*Collected data entries*
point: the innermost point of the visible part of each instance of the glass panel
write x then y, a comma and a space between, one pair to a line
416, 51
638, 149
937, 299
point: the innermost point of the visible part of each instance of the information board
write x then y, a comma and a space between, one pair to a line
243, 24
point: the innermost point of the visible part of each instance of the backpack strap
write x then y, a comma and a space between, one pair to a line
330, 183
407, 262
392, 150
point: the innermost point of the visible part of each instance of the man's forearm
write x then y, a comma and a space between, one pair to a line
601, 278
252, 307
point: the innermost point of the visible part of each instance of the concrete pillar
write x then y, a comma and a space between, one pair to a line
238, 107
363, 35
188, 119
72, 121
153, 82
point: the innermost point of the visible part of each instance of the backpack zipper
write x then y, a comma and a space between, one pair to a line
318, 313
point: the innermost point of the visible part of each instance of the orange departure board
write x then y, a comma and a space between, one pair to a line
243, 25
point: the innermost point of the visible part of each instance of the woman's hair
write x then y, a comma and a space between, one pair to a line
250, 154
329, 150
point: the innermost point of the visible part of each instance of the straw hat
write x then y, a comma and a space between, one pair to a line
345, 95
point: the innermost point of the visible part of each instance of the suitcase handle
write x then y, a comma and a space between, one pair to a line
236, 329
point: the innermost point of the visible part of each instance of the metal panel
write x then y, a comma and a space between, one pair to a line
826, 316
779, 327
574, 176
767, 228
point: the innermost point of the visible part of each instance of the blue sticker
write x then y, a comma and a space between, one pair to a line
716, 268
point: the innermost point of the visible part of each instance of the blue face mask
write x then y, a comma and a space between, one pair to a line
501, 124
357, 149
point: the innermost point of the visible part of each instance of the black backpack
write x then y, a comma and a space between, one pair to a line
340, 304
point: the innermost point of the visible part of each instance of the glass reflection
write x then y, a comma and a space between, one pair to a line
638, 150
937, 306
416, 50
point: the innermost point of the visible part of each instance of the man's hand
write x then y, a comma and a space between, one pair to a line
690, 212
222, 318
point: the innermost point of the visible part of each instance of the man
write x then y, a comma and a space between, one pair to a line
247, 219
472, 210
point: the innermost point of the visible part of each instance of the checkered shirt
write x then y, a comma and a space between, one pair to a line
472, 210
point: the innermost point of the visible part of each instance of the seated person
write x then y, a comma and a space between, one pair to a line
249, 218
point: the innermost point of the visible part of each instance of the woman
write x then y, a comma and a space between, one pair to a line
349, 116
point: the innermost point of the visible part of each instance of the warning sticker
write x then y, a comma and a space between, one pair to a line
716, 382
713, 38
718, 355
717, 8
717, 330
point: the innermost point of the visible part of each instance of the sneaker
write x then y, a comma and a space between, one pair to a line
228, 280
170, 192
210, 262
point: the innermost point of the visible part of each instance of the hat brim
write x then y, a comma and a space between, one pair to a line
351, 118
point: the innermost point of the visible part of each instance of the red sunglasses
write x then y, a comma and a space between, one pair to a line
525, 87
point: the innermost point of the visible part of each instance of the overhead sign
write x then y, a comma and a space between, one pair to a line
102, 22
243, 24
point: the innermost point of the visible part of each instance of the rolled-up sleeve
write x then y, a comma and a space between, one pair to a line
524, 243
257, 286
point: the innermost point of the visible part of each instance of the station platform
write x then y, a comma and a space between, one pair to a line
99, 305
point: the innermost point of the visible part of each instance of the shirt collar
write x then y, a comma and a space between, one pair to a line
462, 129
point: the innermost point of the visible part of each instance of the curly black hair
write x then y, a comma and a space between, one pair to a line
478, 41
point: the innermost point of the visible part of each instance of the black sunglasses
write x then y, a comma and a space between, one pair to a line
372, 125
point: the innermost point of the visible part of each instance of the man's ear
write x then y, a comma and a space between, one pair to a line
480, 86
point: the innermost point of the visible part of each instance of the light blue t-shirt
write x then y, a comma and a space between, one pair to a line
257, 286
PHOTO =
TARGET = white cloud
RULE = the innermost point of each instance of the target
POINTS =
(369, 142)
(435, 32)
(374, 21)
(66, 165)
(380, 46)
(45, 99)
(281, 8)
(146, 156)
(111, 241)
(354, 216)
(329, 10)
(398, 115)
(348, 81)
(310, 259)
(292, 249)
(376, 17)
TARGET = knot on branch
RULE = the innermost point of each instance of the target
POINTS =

*Exercise*
I need every line of the data that has the word "shirt"; please list them.

*Your response*
point: the innermost point of the visible part of each instance of the checkered shirt
point: the innermost point of the visible part of each instance of the shirt collar
point: the innermost point of the visible part of each instance of the light blue t-shirt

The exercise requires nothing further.